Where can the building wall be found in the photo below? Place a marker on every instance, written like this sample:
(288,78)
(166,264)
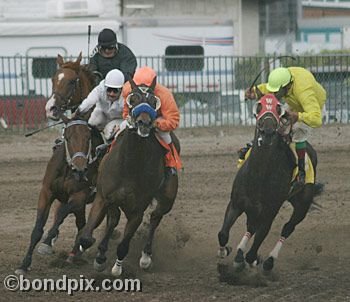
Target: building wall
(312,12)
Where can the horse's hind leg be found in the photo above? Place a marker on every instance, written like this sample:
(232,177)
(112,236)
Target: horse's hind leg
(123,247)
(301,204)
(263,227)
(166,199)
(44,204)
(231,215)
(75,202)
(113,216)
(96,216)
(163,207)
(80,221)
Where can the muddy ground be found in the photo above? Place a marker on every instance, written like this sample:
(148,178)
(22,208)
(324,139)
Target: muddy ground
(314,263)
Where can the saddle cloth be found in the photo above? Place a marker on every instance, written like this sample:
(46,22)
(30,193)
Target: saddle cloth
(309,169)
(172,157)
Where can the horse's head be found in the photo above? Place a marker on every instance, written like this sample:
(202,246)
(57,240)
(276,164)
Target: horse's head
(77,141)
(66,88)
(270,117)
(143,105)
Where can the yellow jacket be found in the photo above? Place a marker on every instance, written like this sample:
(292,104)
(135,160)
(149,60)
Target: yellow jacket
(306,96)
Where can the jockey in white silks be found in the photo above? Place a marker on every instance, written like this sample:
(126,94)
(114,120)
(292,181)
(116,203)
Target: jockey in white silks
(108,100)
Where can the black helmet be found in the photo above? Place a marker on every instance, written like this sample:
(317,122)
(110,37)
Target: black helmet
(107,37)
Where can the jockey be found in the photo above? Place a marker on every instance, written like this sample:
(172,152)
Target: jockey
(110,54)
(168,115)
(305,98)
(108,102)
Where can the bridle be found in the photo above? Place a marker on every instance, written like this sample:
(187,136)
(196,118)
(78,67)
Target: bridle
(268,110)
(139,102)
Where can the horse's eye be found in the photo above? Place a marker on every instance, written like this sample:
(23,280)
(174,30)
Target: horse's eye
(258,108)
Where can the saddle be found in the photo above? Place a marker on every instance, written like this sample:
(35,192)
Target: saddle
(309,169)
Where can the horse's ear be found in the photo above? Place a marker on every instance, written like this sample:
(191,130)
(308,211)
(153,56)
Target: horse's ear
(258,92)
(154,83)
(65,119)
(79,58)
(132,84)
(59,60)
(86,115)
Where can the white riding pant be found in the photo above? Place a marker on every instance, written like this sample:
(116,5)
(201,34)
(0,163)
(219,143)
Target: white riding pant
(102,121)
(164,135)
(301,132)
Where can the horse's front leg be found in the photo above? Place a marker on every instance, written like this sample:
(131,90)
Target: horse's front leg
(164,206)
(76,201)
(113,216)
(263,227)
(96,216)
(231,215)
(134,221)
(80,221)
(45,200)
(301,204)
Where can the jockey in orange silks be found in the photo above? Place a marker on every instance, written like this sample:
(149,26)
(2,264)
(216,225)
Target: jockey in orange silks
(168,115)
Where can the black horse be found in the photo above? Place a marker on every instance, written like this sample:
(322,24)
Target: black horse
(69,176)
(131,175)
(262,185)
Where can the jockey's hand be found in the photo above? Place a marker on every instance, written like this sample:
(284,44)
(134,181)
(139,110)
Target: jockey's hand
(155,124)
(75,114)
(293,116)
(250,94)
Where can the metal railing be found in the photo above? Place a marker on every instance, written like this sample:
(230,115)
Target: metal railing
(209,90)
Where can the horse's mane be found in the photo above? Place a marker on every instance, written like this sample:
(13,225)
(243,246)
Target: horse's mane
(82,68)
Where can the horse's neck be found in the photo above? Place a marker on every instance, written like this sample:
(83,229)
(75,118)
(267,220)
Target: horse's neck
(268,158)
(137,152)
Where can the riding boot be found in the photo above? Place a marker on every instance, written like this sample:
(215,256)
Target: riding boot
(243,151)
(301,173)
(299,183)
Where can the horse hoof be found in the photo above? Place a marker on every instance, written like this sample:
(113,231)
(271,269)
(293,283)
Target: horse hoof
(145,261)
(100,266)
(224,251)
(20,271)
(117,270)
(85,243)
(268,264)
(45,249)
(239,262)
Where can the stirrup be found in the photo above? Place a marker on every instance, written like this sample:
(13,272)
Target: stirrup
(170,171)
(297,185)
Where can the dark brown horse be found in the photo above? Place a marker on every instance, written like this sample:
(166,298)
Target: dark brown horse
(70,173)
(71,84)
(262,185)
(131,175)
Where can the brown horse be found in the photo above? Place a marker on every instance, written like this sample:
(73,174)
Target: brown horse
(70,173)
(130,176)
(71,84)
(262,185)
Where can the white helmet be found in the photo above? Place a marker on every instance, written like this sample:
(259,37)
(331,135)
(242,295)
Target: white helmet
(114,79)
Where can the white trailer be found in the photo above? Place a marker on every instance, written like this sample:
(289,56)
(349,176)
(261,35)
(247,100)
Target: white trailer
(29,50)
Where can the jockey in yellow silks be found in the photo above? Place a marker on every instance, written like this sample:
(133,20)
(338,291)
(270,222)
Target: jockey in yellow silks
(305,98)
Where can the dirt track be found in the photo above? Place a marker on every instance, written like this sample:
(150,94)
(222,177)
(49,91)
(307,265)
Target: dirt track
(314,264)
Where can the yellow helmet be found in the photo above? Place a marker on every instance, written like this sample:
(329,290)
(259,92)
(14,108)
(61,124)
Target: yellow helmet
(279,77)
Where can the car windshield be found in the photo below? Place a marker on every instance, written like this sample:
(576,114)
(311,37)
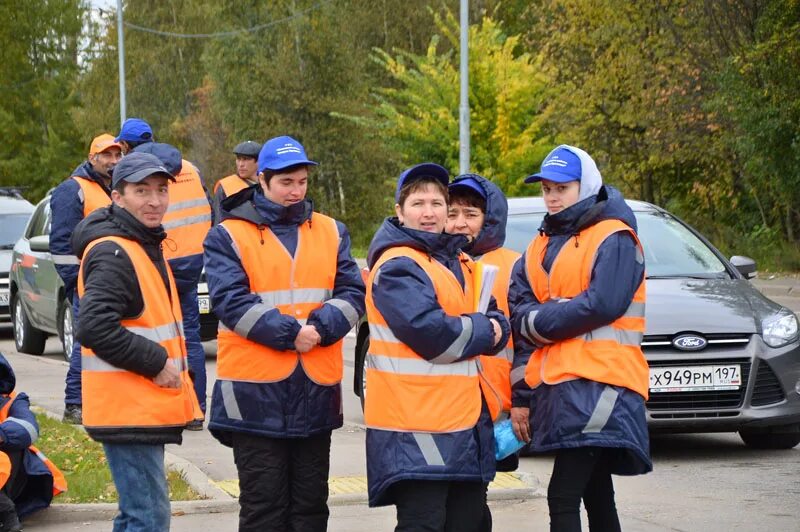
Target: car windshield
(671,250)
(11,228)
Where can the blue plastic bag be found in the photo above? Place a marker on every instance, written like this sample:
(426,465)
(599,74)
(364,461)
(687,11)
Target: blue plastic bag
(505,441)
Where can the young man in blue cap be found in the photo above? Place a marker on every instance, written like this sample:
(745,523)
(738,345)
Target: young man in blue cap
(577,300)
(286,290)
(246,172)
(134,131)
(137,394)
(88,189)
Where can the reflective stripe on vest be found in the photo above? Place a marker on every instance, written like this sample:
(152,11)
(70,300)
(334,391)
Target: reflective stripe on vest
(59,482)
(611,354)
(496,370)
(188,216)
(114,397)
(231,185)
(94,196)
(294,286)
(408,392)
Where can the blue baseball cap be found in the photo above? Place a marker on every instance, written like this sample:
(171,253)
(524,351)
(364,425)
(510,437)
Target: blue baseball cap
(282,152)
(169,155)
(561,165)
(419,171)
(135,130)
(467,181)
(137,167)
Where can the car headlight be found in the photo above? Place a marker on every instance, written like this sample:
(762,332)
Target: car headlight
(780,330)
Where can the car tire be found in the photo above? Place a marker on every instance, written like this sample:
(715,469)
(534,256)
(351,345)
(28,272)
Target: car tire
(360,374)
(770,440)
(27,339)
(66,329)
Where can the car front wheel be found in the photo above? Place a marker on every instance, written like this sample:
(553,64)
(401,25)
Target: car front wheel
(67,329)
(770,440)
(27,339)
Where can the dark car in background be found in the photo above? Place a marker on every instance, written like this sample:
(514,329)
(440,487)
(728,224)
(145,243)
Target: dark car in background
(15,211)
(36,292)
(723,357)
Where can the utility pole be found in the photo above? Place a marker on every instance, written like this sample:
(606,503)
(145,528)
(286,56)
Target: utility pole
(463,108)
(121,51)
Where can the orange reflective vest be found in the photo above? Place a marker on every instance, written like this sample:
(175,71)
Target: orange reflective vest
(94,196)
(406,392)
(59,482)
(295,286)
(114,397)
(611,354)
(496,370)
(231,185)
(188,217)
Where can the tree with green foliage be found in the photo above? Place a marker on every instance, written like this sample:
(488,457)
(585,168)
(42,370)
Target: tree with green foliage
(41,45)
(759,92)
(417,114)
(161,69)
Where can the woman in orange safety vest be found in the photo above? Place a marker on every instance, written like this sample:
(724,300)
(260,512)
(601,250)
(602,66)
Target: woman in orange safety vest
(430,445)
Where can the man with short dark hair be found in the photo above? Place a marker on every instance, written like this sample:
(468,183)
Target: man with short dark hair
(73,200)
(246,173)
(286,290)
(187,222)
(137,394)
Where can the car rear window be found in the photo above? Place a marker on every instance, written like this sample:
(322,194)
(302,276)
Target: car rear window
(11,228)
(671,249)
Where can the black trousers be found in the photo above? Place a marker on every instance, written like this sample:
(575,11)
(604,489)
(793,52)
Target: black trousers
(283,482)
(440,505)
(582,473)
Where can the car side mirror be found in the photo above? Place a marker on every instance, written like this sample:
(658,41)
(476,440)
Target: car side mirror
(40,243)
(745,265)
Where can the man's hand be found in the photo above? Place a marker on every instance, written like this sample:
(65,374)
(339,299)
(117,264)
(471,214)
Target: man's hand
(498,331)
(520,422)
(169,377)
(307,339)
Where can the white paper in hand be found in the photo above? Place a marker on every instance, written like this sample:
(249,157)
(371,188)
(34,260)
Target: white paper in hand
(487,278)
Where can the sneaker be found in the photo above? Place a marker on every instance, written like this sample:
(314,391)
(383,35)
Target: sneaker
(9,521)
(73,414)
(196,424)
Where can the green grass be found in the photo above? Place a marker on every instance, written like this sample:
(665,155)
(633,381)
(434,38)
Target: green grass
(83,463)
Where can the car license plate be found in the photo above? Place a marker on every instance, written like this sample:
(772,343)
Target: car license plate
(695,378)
===============
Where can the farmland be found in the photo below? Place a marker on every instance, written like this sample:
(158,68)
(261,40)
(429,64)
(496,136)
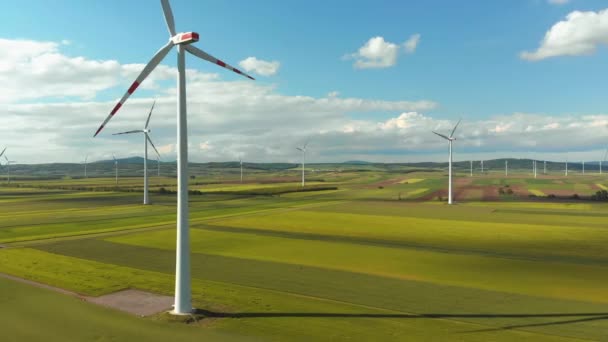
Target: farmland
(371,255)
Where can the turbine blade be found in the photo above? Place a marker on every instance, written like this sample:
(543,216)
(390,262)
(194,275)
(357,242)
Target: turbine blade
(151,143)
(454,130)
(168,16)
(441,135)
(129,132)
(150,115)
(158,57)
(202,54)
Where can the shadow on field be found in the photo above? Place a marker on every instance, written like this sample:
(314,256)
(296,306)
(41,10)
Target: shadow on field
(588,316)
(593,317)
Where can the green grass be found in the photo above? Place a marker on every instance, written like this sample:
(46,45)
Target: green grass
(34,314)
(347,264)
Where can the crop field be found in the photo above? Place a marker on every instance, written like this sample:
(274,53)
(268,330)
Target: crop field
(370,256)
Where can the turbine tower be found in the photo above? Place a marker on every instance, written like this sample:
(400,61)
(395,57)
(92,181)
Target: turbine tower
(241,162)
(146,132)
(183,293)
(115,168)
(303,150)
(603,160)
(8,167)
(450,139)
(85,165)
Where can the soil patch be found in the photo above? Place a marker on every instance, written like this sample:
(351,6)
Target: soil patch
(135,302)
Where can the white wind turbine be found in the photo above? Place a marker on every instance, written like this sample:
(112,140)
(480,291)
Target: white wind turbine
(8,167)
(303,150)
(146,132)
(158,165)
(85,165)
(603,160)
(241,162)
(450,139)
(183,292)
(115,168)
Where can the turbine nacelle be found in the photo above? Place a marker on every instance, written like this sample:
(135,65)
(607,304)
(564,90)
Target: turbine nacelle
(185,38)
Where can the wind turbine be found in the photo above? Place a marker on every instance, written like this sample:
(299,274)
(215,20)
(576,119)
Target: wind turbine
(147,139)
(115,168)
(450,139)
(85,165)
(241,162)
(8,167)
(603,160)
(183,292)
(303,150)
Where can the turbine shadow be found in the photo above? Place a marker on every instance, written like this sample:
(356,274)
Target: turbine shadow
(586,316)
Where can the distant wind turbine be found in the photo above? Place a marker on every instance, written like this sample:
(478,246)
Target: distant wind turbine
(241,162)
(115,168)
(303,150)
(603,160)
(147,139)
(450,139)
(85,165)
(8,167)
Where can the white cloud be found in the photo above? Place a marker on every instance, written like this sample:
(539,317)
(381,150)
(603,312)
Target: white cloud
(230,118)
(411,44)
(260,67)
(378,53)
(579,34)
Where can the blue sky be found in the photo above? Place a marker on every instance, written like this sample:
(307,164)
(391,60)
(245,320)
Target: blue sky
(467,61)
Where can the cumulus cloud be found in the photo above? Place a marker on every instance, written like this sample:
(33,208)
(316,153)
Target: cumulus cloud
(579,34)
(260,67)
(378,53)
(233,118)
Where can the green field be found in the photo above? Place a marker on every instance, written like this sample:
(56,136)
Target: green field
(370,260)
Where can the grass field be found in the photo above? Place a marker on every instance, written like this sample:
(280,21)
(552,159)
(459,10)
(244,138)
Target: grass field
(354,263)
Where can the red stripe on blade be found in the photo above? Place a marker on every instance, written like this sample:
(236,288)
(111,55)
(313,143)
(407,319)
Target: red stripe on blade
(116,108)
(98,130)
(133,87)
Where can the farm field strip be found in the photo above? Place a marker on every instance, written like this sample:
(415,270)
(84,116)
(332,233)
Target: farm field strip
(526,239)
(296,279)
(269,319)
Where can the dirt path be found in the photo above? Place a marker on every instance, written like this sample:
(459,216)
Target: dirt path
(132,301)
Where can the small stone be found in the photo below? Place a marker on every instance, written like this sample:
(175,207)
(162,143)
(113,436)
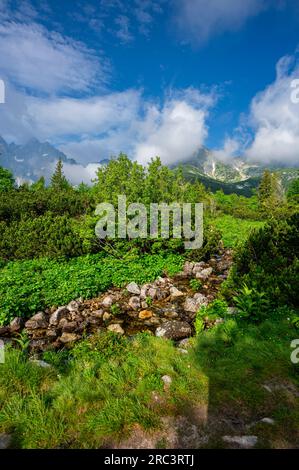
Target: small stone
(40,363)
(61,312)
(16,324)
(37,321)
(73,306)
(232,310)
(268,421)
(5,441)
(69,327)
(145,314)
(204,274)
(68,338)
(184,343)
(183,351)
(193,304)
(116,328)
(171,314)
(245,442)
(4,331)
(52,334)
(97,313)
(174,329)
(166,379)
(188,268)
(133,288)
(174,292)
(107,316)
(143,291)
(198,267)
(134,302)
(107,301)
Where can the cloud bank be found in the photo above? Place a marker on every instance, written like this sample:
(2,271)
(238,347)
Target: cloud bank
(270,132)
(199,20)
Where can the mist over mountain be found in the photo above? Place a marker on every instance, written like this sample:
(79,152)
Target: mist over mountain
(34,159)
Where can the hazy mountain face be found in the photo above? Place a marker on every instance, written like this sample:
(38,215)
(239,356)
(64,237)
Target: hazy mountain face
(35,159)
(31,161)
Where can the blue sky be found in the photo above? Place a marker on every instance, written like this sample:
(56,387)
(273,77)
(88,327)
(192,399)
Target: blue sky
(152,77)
===============
▸ Task to carry out
Copy each line holding the word "below" from the listing above.

▸ Result
Where can the building wall be found in the photo below? Place a marker on every instance, written like this sample:
Where can the car windshield be found in the photo below? Place a marker on every instance, written like this sample:
Where can the farmland be found in the photo below? Place a marker on every instance, written like this sample:
Where can the small stone be found in the photo below? Place a marker on every instance, written like this sample:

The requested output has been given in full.